[Point localization data]
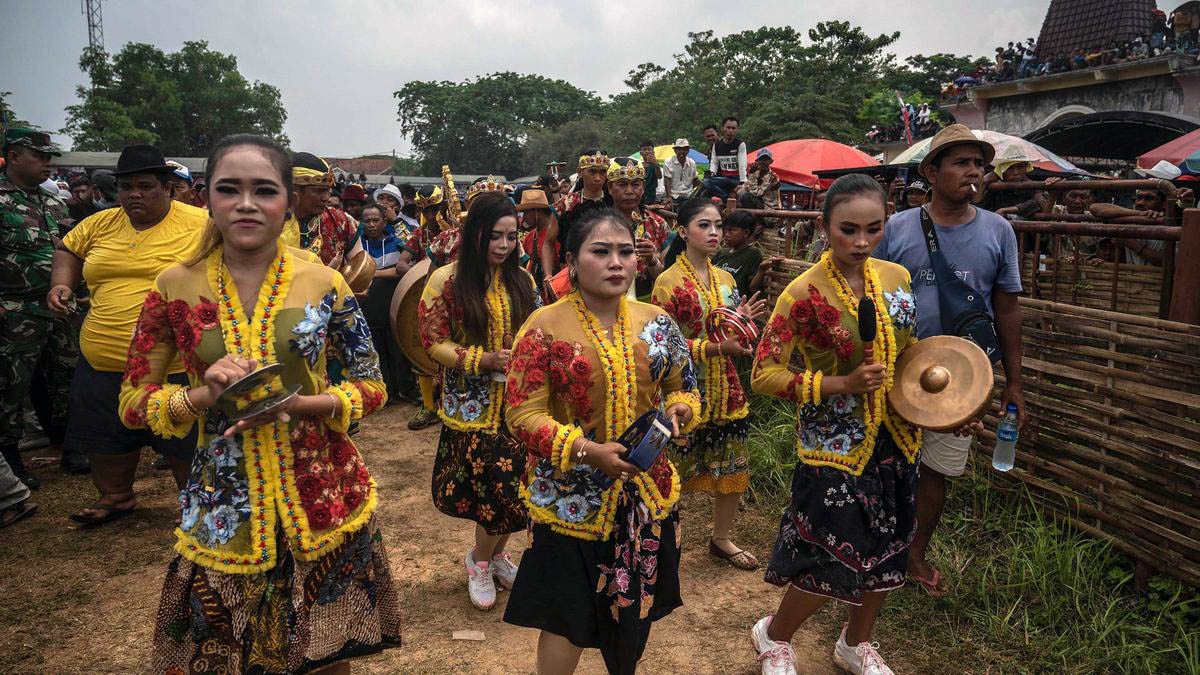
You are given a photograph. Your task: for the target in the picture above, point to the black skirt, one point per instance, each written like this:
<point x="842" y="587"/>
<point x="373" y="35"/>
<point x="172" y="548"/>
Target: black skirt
<point x="845" y="535"/>
<point x="601" y="595"/>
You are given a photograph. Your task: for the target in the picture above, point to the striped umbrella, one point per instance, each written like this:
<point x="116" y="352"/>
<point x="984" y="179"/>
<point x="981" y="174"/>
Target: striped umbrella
<point x="1008" y="149"/>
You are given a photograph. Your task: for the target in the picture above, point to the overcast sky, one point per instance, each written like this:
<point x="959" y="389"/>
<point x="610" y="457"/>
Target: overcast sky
<point x="337" y="64"/>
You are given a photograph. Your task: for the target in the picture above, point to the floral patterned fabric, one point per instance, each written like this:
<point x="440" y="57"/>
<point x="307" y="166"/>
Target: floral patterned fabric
<point x="477" y="476"/>
<point x="294" y="617"/>
<point x="817" y="317"/>
<point x="304" y="476"/>
<point x="845" y="535"/>
<point x="468" y="398"/>
<point x="569" y="378"/>
<point x="715" y="458"/>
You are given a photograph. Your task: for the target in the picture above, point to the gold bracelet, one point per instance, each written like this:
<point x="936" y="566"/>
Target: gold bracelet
<point x="192" y="408"/>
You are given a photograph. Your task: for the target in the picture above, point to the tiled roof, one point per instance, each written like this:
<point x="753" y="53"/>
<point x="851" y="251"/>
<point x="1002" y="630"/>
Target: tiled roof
<point x="1092" y="23"/>
<point x="358" y="166"/>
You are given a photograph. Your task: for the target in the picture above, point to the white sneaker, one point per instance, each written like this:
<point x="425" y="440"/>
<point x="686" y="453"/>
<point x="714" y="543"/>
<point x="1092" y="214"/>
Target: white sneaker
<point x="861" y="659"/>
<point x="480" y="585"/>
<point x="504" y="569"/>
<point x="777" y="658"/>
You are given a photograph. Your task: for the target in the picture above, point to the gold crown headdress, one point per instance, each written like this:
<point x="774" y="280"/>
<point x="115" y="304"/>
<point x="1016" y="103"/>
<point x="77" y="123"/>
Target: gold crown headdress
<point x="432" y="199"/>
<point x="633" y="172"/>
<point x="599" y="160"/>
<point x="491" y="184"/>
<point x="304" y="175"/>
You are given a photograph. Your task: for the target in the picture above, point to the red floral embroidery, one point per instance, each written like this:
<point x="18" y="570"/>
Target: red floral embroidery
<point x="684" y="306"/>
<point x="136" y="368"/>
<point x="820" y="324"/>
<point x="319" y="517"/>
<point x="205" y="314"/>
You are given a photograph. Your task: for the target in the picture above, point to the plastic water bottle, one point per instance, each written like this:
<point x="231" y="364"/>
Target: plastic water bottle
<point x="1005" y="452"/>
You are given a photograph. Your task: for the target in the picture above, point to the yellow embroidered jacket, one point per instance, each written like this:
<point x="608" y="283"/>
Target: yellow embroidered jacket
<point x="679" y="292"/>
<point x="567" y="380"/>
<point x="817" y="316"/>
<point x="304" y="476"/>
<point x="469" y="399"/>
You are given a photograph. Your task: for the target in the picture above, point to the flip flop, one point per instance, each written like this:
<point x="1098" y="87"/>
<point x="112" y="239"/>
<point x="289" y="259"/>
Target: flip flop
<point x="15" y="513"/>
<point x="933" y="586"/>
<point x="111" y="514"/>
<point x="739" y="559"/>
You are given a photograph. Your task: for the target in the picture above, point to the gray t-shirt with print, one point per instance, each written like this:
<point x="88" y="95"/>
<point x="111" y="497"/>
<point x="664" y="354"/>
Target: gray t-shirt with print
<point x="982" y="252"/>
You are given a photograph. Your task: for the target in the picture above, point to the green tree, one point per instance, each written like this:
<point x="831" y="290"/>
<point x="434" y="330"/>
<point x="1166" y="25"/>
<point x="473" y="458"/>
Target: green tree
<point x="929" y="73"/>
<point x="406" y="166"/>
<point x="778" y="83"/>
<point x="564" y="143"/>
<point x="7" y="117"/>
<point x="183" y="101"/>
<point x="481" y="125"/>
<point x="882" y="108"/>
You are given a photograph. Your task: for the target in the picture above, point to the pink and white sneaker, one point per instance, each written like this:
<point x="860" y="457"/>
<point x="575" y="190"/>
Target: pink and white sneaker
<point x="861" y="659"/>
<point x="480" y="585"/>
<point x="777" y="658"/>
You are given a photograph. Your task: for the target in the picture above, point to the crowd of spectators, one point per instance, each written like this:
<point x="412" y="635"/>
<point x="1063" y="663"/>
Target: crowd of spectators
<point x="1020" y="60"/>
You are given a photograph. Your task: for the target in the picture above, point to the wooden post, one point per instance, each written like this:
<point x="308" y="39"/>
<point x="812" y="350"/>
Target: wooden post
<point x="1186" y="287"/>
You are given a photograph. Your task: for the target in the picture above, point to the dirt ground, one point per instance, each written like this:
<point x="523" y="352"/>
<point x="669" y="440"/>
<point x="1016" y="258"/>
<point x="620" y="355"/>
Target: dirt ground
<point x="79" y="601"/>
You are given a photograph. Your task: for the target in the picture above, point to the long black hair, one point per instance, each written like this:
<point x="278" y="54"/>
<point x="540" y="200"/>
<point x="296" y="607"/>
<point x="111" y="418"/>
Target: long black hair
<point x="471" y="279"/>
<point x="687" y="213"/>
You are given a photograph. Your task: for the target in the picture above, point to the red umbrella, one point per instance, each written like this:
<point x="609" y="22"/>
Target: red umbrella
<point x="1175" y="153"/>
<point x="796" y="161"/>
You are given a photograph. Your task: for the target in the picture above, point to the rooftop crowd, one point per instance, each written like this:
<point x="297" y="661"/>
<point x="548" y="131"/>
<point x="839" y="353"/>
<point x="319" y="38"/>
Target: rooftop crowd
<point x="557" y="315"/>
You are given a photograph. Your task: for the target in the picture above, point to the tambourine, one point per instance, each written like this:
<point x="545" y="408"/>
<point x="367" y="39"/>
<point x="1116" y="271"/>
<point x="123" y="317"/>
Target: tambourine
<point x="645" y="440"/>
<point x="726" y="322"/>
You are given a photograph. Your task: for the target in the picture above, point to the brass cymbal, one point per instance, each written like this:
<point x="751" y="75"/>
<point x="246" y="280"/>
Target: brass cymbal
<point x="403" y="316"/>
<point x="359" y="272"/>
<point x="941" y="383"/>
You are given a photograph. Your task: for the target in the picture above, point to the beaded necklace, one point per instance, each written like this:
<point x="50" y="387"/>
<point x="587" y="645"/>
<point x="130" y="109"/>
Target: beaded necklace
<point x="885" y="339"/>
<point x="714" y="383"/>
<point x="232" y="312"/>
<point x="616" y="359"/>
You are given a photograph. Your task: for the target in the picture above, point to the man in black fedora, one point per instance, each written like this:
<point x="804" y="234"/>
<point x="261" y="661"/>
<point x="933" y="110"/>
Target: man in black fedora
<point x="125" y="250"/>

> [WHAT YOU ARE ASKED TO DO]:
An exact copy of all the records, free of pictures, is the expected answer.

> [TASK RESPONSE]:
You are given a photograph. Your task: for the target in the picture above, point to the black skirt, one point per instance, each written like this:
<point x="842" y="587"/>
<point x="373" y="35"/>
<point x="172" y="548"/>
Target: black skirt
<point x="845" y="535"/>
<point x="601" y="595"/>
You are given a photograph. Your task: for the target in the picture above, point to the striped umbrella, one point per instance, each written like this:
<point x="116" y="352"/>
<point x="984" y="179"/>
<point x="981" y="174"/>
Target: striped umbrella
<point x="1008" y="149"/>
You are given a photograph. Your task: for the target in the picture above, point to the overcast sky, one point per instance, each written like this:
<point x="959" y="389"/>
<point x="610" y="457"/>
Target: overcast sky
<point x="337" y="64"/>
You are given a photograph. Your task: for the target in the picture above, point to the floral patterned fabric, one point per instance, each written like this:
<point x="440" y="57"/>
<point x="307" y="166"/>
Target: floral patterned fabric
<point x="477" y="476"/>
<point x="294" y="617"/>
<point x="817" y="317"/>
<point x="304" y="476"/>
<point x="845" y="535"/>
<point x="468" y="398"/>
<point x="569" y="378"/>
<point x="715" y="458"/>
You are given a photograph. Your task: for the target in the picture above, point to the gold bracelet, one point per instance, each written like this:
<point x="936" y="566"/>
Target: gold bracelet
<point x="192" y="408"/>
You are given a photograph. Your task: for the target in the picture above, point to the tiled roof, one point per instance, each written like this:
<point x="753" y="53"/>
<point x="851" y="251"/>
<point x="1002" y="630"/>
Target: tiled roof
<point x="1092" y="23"/>
<point x="358" y="166"/>
You are given a photograph. Your task: for the target in the picture above, point to the white sneaker, one point per instance, each written like this:
<point x="425" y="440"/>
<point x="686" y="453"/>
<point x="714" y="543"/>
<point x="1092" y="214"/>
Target: white sneaker
<point x="861" y="659"/>
<point x="480" y="585"/>
<point x="504" y="569"/>
<point x="777" y="658"/>
You are given a photograph. Your task: for the target in the picture above, point to the gold crown headdress, one point per instance, each written like this:
<point x="774" y="280"/>
<point x="115" y="304"/>
<point x="1016" y="103"/>
<point x="77" y="123"/>
Target: gold crown headdress
<point x="432" y="199"/>
<point x="633" y="172"/>
<point x="599" y="160"/>
<point x="491" y="184"/>
<point x="304" y="175"/>
You are given a photograph. Your task: for the target in the picture above, point to the red floral embroidery, one point per instance, each written like this:
<point x="18" y="570"/>
Target: red floral embroidery
<point x="684" y="306"/>
<point x="136" y="368"/>
<point x="820" y="324"/>
<point x="319" y="517"/>
<point x="205" y="314"/>
You are given a photograph. Your task: for the target in the picture above, point to the plastic water bottle, one point per instance, each written like this:
<point x="231" y="364"/>
Target: plastic water bottle
<point x="1005" y="452"/>
You are given a photograph. Your task: for the target in the picture above, point to the yellow embroidered jacket, one point per instance, each written like this:
<point x="608" y="283"/>
Target: yellow embroidered jacket
<point x="679" y="292"/>
<point x="567" y="380"/>
<point x="817" y="316"/>
<point x="304" y="476"/>
<point x="469" y="399"/>
You are given a photograph. Your task: for the target in the picture above, point to the flip flop, one point per instance, each written like this:
<point x="1098" y="87"/>
<point x="112" y="239"/>
<point x="289" y="259"/>
Target: flip flop
<point x="15" y="513"/>
<point x="933" y="586"/>
<point x="111" y="514"/>
<point x="739" y="559"/>
You are given a photograph. Your task: for the target in the picture above, point to the gray t-shirt with print, one point per instance, each written like this:
<point x="88" y="95"/>
<point x="111" y="497"/>
<point x="664" y="354"/>
Target: gray t-shirt with print
<point x="982" y="252"/>
You are given a photograph. Your task: for the target in the picture above, point to the green tree, one point per instance, each written like this:
<point x="831" y="290"/>
<point x="434" y="330"/>
<point x="1166" y="25"/>
<point x="473" y="458"/>
Target: green tree
<point x="929" y="73"/>
<point x="406" y="166"/>
<point x="778" y="83"/>
<point x="564" y="143"/>
<point x="7" y="117"/>
<point x="183" y="101"/>
<point x="481" y="125"/>
<point x="882" y="108"/>
You are given a photograph. Your task: for the target in the picture above, point to the pink and white sneaker, one point per instance, each written like this:
<point x="860" y="457"/>
<point x="575" y="190"/>
Target: pink and white sneaker
<point x="861" y="659"/>
<point x="480" y="585"/>
<point x="777" y="658"/>
You are given a photograph. Your task: for the target in the picture above, point to the crowd of spectators, one point per instance, each written like this:
<point x="412" y="635"/>
<point x="1063" y="663"/>
Target: crowd of spectators
<point x="1020" y="60"/>
You are given a photograph. Your task: for the target in the picture above, point to the wooden post, one point per instance, each written like this:
<point x="308" y="39"/>
<point x="812" y="350"/>
Target: wooden post
<point x="1186" y="287"/>
You are given a photograph. Your task: for the target in the picture above, point to the dirt ground, one point per instance, each written like this:
<point x="523" y="352"/>
<point x="669" y="440"/>
<point x="1016" y="258"/>
<point x="620" y="355"/>
Target: dirt ground
<point x="79" y="601"/>
You are given a photograph. Your task: for the target in the picture above, point to the long black hair, one point per instance, each written like this:
<point x="278" y="54"/>
<point x="540" y="200"/>
<point x="296" y="607"/>
<point x="111" y="418"/>
Target: long black hair
<point x="471" y="279"/>
<point x="687" y="213"/>
You are given a photograph. Your task: for the target in the picture above, point to the red umbrella, one point per instance, each written like this:
<point x="609" y="22"/>
Target: red umbrella
<point x="1175" y="153"/>
<point x="796" y="161"/>
You are given a photograph. Your task: for the target in the picture above, point to the rooftop crowd, one point per instance, each written like this:
<point x="297" y="661"/>
<point x="548" y="131"/>
<point x="839" y="353"/>
<point x="319" y="38"/>
Target: rooftop crowd
<point x="557" y="315"/>
You are given a photograph. Your task: for the target in the picture above, point to the tambourine, one point per instance, each written like this:
<point x="545" y="408"/>
<point x="367" y="39"/>
<point x="1116" y="271"/>
<point x="123" y="317"/>
Target: tambourine
<point x="645" y="440"/>
<point x="726" y="322"/>
You are given a photograph. Your task: for the target in the picture above, point to the brass cymbal, one point per instance, each written like this:
<point x="751" y="75"/>
<point x="246" y="280"/>
Target: brass cymbal
<point x="403" y="316"/>
<point x="359" y="272"/>
<point x="941" y="383"/>
You are given a photograph. Your task: for the target in the picture above, point to the beaded necklace, one point per instance, each written like this:
<point x="50" y="387"/>
<point x="587" y="645"/>
<point x="130" y="109"/>
Target: beaded necklace
<point x="885" y="339"/>
<point x="714" y="383"/>
<point x="232" y="312"/>
<point x="616" y="359"/>
You are given a photograph. Your task: for the target in the picture above, point to the man in black fedora, one point per instance, each written like this:
<point x="804" y="234"/>
<point x="261" y="661"/>
<point x="933" y="110"/>
Target: man in black fedora
<point x="125" y="250"/>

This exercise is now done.